◆ **OBJECTIVE**: Report every line of the data below that contains the string "hand", matching case exactly.

============================================================

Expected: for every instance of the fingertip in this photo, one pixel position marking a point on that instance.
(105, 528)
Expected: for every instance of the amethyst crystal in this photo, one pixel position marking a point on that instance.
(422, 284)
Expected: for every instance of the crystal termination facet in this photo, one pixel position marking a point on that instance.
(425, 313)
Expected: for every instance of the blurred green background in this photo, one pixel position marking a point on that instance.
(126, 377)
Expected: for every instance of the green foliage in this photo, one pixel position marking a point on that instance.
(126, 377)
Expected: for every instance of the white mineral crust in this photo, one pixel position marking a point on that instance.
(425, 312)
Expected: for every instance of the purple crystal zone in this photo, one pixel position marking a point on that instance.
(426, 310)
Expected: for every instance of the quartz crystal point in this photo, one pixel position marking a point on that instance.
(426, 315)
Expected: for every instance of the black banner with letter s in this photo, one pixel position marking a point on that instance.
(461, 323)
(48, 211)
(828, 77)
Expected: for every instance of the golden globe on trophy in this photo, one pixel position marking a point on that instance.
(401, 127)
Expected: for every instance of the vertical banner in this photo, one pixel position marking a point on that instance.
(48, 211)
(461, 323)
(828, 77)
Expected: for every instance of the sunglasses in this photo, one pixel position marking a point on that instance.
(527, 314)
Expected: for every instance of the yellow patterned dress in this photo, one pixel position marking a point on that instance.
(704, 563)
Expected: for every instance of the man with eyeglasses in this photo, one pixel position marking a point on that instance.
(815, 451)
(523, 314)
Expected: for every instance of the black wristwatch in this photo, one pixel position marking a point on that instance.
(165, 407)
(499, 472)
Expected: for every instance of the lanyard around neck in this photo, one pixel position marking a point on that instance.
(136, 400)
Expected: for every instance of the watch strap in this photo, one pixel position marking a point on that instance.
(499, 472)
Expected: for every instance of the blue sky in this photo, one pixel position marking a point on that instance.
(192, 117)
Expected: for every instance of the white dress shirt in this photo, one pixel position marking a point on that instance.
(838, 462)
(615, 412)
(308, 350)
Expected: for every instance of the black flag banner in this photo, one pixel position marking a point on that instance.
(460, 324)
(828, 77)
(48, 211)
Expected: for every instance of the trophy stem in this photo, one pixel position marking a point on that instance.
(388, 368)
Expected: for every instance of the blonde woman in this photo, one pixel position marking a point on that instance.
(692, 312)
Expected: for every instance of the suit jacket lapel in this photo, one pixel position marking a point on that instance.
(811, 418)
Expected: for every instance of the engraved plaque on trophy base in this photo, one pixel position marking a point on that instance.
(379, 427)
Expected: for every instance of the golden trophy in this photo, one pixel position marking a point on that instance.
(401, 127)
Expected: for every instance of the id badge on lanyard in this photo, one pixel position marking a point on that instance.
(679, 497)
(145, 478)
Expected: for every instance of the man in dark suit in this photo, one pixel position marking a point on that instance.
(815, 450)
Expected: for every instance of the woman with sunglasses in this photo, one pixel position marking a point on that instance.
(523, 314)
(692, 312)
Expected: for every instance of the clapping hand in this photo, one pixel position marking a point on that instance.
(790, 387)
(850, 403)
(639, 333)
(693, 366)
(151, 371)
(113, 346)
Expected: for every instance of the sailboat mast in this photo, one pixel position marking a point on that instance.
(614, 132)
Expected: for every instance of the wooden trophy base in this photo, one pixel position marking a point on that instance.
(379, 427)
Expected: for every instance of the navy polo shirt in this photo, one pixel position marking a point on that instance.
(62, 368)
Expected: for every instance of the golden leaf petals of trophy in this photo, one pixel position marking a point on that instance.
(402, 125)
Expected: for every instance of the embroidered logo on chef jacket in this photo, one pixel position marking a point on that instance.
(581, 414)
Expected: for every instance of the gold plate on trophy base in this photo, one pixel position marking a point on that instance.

============================================================

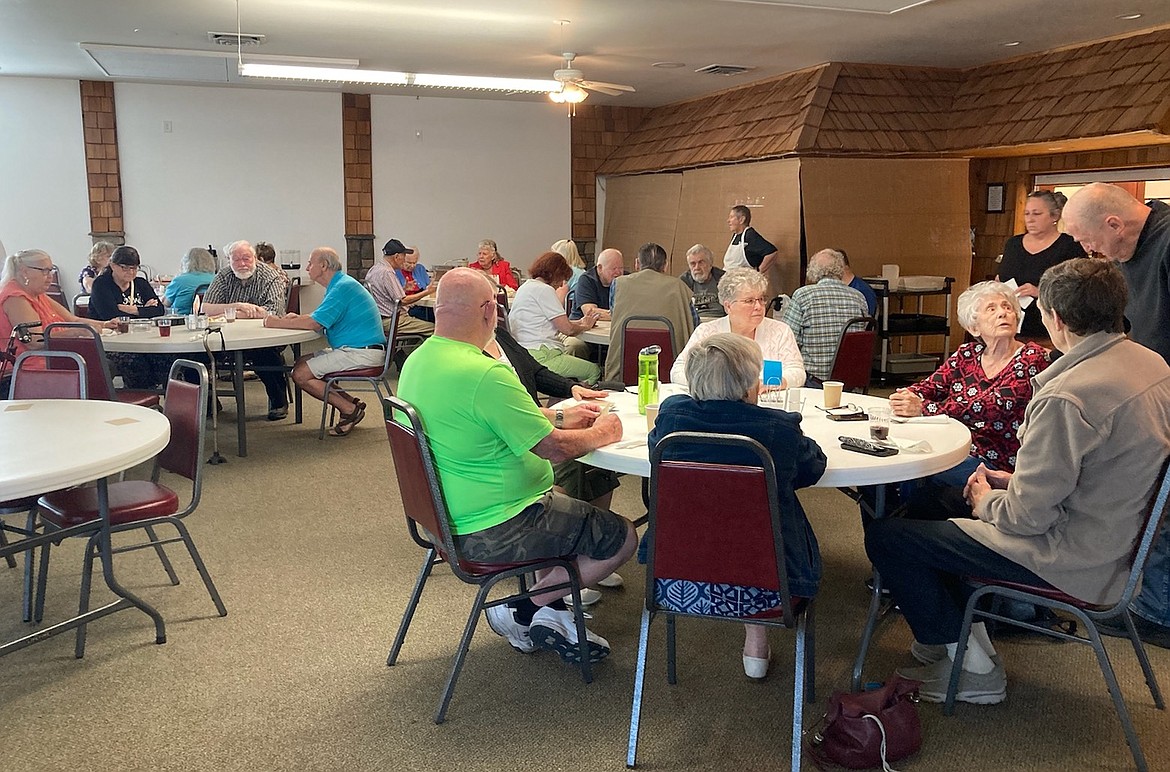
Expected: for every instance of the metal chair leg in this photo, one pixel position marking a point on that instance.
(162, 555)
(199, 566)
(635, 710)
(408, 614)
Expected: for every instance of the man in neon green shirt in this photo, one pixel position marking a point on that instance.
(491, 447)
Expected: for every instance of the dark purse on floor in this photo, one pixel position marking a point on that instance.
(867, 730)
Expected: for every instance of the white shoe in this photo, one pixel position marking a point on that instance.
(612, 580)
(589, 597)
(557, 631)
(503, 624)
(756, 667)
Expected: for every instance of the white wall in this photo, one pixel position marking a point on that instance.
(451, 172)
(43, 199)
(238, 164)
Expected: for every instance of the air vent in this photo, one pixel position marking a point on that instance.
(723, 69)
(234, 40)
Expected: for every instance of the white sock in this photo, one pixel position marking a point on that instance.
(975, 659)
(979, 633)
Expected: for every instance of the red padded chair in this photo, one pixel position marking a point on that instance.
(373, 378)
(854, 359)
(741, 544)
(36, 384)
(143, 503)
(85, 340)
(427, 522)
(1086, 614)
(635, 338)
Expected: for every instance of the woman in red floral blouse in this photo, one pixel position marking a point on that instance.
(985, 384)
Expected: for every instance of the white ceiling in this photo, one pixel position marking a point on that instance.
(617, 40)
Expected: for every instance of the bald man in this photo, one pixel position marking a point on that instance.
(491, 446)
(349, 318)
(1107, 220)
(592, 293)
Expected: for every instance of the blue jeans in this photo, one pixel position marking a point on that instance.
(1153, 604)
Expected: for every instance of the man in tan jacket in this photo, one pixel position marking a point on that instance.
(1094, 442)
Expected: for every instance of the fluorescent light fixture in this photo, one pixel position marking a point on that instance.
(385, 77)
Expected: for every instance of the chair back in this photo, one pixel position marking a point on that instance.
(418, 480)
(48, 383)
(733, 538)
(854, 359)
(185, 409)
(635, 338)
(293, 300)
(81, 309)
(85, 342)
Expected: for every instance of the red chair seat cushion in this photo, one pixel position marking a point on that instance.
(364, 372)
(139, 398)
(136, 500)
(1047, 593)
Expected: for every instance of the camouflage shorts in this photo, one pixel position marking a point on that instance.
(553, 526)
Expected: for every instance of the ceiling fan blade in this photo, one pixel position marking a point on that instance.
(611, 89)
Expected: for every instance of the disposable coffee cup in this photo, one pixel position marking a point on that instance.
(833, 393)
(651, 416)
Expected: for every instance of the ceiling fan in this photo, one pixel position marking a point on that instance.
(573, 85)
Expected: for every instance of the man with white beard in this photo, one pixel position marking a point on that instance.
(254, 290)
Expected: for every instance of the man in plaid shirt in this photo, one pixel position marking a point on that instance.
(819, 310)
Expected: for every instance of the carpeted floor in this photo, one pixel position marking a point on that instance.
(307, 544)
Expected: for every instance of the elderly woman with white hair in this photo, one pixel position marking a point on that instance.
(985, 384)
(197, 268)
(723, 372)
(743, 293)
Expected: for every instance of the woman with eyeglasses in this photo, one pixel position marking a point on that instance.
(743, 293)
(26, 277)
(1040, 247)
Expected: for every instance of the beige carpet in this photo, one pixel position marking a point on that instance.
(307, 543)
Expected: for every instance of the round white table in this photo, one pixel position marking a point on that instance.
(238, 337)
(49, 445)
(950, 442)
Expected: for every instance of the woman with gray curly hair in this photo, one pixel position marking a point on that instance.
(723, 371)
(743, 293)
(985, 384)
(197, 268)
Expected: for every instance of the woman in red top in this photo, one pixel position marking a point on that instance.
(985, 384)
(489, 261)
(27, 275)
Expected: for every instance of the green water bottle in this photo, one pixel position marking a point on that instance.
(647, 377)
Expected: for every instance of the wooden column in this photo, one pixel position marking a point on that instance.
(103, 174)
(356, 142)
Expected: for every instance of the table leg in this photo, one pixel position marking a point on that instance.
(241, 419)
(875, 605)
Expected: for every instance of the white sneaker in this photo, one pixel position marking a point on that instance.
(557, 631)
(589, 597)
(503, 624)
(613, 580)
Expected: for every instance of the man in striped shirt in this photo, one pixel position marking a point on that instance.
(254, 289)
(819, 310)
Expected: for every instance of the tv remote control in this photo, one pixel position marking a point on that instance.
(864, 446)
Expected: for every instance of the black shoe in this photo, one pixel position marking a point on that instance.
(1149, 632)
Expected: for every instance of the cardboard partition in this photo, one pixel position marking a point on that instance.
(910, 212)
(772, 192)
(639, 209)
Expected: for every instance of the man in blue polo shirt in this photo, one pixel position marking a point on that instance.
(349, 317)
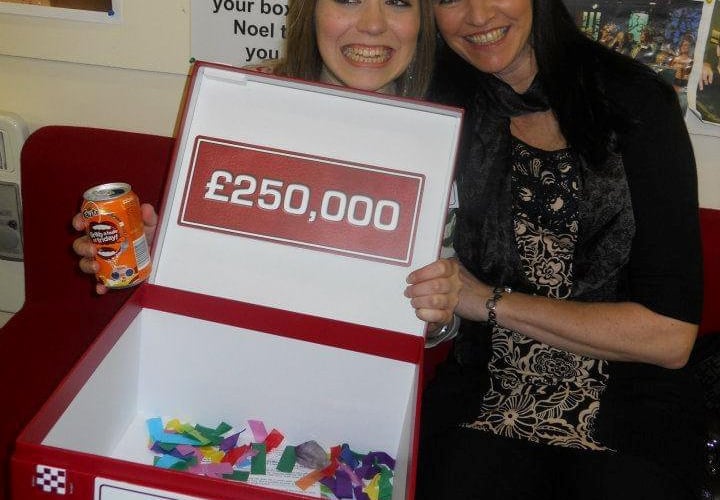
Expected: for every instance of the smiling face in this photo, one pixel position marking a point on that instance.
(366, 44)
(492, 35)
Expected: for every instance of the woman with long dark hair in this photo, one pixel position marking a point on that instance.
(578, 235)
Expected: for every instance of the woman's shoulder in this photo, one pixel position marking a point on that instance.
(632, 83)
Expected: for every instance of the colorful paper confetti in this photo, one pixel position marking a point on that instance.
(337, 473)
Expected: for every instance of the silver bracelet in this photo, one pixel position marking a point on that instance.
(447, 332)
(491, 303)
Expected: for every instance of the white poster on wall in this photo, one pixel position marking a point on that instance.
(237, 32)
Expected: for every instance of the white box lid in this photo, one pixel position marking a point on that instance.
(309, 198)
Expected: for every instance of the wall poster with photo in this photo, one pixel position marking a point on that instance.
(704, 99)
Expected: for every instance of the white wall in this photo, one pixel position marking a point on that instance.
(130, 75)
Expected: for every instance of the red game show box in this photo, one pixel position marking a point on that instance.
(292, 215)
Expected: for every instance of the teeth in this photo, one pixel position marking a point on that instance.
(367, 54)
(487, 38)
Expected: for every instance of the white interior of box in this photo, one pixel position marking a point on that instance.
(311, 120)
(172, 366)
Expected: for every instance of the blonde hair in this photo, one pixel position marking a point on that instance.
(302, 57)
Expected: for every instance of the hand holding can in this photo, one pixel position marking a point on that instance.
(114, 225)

============================================================

◆ **RESULT OF THIS EXERCISE**:
Expected: for every instance of the clapping hand in this photo, one pixel position marking a point on that instance.
Expected: for every instance of the hand holding can in this photo, one pixel position marking a point on that instance.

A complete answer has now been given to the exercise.